— Try it —
For each statement, say yes or no as to whether it agrees with the text on Llewelyn's scientific work, and quote the words of the text that decide it: (a) Llewelyn presented her meteorological observations in person at a meeting of the Association; (b) a report by Llewelyn was read at the Linnean Society in 1857; (c) the British Library acquired the Dillwyn Llewelyn/Story Maskelyne photographic archive in 2012.

— Excerpt to read —
Llewelyn collaborated with her father in a number of astrophotographic experiments, including the production of some of the earliest photographs of the moon in the mid-1850s. She later recalled how "as moonlight requires much longer exposure, it was my business to keep the telescope moving steadily as there was no clockwork action." They also developed a means to photograph snow crystals.

Collaboration between Llewelyn and her father also extended to meteorology, as they contributed to the maintenance and monitoring of the British Science Association's volunteer weather stations. Llewelyn managed the meteorological records and hoped to present her observations in person at a meeting of the Association. However, her father did not allow her to attend.

One of John Dillwyn Llewelyn's photographs of his daughter, taken around 1854, has a photogram of ferns as a vignette border rather than the lace, ink and watercolour, or papercut borders that were common at the time. Llewelyn adopted this decorative method for at least one of her photographs of her sister, Elinor.

In addition to photography, Llewelyn compiled a herbarium and wrote a report that was read at the Linnean Society in 1857.

Llewelyn may have observed Donati's Comet in 1858 before it was officially announced by the Italian astronomer.

Following her marriage to Maskelyne, the two collaborated on experiments in chemistry and photography.

In 1874, Llewelyn corresponded with Charles Darwin in the pages of Nature about her observations of birds biting flowers to eat nectar.

== Legacy and archives ==
In 2012, the British Library acquired the Dillwyn Llewelyn/Story Maskelyne photographic archive, which includes a selection of Thereza's journals, memoirs, and photographs.

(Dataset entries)
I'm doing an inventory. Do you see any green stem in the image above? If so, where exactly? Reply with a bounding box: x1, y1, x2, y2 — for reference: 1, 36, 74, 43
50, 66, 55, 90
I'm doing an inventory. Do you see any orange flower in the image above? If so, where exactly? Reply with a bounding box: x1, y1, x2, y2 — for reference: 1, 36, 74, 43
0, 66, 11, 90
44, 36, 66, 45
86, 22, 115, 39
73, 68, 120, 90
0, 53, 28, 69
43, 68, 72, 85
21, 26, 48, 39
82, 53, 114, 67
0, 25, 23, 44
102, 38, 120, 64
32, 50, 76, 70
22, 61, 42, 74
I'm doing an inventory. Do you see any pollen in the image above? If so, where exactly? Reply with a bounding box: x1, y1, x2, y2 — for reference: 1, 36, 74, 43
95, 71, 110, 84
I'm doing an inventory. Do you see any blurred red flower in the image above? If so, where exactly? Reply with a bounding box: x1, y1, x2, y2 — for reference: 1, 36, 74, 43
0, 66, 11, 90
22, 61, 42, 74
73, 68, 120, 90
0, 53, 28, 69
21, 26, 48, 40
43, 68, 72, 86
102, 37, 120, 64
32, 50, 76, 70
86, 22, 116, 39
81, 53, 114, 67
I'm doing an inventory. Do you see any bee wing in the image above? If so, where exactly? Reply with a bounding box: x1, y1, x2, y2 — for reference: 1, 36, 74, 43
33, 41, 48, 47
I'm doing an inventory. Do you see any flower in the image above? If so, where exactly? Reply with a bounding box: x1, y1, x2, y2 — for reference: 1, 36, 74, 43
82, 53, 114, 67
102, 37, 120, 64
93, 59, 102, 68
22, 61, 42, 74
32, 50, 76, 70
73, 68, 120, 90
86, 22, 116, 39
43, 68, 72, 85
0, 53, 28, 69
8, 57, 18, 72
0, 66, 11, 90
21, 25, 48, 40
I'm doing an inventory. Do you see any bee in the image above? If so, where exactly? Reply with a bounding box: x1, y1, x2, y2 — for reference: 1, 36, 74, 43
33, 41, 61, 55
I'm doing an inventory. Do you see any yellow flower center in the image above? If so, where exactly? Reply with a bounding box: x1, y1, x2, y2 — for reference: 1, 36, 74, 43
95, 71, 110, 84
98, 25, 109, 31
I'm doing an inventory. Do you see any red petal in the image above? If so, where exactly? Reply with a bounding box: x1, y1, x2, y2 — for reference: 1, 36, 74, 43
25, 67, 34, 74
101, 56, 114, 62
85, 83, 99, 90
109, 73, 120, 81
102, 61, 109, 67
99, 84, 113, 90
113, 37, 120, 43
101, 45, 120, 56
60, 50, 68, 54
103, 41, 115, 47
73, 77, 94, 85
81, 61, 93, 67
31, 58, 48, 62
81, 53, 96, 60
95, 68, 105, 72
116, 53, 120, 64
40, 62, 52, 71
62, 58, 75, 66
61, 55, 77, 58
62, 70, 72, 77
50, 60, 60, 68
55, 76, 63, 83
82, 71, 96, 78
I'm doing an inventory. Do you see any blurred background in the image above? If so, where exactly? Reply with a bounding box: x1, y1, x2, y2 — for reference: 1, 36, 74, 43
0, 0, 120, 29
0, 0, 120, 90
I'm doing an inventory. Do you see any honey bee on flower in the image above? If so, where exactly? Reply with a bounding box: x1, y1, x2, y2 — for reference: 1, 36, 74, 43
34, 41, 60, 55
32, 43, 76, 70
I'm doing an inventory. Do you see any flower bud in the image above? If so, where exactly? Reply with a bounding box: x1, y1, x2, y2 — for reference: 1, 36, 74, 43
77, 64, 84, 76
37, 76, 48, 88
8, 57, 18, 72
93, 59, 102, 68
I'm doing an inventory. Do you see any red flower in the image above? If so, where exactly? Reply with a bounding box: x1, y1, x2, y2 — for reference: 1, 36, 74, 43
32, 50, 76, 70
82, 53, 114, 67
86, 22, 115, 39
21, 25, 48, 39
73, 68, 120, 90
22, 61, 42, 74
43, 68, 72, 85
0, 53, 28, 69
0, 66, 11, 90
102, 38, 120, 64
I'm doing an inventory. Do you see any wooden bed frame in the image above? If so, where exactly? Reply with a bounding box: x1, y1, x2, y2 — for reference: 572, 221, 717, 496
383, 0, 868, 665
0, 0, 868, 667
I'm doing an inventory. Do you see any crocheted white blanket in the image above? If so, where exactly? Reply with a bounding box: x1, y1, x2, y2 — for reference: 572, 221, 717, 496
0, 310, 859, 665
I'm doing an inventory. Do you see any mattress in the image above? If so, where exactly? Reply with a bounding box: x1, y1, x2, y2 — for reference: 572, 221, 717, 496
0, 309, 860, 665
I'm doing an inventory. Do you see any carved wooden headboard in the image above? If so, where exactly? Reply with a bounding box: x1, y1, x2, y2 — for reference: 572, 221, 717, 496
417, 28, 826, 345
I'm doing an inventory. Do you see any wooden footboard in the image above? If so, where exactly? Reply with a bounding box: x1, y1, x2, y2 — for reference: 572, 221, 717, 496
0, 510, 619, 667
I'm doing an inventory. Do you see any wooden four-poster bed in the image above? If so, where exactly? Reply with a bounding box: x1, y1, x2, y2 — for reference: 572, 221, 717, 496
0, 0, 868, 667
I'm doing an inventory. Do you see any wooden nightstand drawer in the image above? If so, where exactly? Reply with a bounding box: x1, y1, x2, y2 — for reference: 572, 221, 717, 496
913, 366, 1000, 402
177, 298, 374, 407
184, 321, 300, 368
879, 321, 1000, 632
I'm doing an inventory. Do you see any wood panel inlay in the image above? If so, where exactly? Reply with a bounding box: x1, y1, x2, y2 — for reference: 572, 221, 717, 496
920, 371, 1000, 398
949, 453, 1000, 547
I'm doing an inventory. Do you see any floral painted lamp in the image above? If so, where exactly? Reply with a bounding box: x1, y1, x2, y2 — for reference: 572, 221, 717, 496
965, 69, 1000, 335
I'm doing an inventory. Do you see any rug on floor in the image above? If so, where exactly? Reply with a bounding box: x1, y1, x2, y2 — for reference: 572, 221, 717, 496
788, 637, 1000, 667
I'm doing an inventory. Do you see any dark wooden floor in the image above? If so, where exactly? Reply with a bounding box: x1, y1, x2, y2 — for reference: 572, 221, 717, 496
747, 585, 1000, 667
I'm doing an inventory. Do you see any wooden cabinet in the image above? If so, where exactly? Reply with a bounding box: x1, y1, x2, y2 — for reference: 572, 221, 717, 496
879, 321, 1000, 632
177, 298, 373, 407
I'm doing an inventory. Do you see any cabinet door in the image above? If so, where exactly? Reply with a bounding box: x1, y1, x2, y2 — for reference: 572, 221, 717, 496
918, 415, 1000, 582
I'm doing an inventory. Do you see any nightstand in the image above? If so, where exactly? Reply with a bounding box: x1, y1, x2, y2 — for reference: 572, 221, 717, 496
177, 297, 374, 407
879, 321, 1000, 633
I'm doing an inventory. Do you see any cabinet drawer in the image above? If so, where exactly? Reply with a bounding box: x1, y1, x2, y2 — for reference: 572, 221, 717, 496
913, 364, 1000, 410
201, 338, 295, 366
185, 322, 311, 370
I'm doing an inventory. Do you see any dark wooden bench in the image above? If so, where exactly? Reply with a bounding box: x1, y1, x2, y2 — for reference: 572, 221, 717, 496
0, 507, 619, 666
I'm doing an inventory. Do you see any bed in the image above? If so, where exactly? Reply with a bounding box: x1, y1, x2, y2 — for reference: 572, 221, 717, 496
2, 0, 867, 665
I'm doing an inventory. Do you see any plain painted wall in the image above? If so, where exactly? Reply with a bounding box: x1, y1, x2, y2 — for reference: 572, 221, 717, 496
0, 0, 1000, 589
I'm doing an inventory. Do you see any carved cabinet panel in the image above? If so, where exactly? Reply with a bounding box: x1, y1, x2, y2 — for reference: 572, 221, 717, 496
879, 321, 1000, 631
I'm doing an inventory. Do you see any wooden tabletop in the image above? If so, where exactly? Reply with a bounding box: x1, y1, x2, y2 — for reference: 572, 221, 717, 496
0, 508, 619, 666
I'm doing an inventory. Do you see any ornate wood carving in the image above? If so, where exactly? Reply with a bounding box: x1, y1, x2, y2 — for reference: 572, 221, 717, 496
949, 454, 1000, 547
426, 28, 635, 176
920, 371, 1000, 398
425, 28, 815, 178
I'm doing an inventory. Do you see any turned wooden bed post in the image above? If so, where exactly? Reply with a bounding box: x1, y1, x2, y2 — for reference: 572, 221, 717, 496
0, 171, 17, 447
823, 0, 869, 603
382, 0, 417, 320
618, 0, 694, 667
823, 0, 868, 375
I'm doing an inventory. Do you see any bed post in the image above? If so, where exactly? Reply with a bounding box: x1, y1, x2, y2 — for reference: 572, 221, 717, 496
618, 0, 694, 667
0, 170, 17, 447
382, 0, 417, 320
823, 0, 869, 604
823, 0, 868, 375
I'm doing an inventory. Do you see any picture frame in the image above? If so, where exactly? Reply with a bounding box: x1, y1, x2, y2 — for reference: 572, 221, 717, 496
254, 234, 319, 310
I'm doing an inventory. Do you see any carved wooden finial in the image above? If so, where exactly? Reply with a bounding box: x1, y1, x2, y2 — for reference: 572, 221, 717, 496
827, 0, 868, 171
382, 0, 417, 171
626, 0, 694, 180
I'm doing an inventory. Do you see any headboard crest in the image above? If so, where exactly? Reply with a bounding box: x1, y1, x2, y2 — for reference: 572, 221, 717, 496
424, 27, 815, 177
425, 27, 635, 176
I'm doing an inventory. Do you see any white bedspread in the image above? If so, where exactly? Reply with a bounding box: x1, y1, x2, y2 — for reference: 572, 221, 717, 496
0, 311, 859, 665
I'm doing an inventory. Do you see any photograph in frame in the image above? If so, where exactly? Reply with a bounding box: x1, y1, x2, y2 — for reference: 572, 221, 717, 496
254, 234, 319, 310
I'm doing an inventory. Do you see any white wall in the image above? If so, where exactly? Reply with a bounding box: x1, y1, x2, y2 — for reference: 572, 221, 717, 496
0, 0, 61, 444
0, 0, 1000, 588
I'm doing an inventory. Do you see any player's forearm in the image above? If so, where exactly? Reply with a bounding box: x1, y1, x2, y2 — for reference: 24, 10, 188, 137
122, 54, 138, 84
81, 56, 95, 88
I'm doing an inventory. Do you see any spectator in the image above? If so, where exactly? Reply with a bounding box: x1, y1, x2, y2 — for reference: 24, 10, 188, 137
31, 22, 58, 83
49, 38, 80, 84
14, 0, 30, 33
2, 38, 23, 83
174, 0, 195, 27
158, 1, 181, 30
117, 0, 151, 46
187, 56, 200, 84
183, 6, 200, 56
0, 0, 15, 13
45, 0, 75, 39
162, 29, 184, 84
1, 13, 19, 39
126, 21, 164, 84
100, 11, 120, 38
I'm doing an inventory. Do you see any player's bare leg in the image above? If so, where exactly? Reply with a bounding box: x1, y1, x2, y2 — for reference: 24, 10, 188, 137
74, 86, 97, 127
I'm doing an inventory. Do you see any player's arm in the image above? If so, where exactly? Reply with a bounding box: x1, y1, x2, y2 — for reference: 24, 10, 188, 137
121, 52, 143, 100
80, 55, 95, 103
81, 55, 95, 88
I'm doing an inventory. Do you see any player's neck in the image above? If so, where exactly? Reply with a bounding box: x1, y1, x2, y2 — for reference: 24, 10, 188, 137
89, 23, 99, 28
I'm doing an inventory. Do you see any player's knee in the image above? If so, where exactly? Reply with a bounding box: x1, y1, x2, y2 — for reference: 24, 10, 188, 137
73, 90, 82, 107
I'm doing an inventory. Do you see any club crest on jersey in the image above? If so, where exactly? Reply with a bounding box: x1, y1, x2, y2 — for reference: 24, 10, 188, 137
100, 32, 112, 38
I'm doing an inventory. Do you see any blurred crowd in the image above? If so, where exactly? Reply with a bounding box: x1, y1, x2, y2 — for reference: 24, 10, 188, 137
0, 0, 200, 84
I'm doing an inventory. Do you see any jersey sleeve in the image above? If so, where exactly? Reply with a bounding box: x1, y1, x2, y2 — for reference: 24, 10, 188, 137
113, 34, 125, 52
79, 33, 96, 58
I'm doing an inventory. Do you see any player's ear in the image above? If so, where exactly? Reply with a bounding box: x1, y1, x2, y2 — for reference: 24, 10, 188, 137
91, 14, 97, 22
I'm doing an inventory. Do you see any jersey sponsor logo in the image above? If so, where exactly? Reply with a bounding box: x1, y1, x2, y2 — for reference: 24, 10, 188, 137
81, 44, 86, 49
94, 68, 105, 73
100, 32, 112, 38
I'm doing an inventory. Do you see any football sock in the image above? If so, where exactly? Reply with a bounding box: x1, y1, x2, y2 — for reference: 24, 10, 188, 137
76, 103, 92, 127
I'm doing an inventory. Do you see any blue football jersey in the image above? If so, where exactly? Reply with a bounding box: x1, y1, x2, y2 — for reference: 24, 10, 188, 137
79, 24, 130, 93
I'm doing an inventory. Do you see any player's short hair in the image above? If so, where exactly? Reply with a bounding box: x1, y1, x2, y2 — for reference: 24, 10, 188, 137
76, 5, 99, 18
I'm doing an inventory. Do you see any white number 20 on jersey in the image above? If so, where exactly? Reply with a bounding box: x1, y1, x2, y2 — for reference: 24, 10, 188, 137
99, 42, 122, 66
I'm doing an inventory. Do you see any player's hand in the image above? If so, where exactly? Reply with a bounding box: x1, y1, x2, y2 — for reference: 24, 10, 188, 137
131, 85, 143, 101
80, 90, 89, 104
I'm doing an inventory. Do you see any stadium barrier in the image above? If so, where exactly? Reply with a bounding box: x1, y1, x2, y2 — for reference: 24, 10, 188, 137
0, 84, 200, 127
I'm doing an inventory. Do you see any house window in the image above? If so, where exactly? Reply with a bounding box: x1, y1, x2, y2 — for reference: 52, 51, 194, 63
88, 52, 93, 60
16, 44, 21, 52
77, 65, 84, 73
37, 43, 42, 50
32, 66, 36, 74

— Exercise result —
(a) No: "However, her father did not allow her to attend."
(b) Yes: "wrote a report that was read at the Linnean Society in 1857"
(c) Yes: "In 2012, the British Library acquired the Dillwyn Llewelyn/Story Maskelyne photographic archive"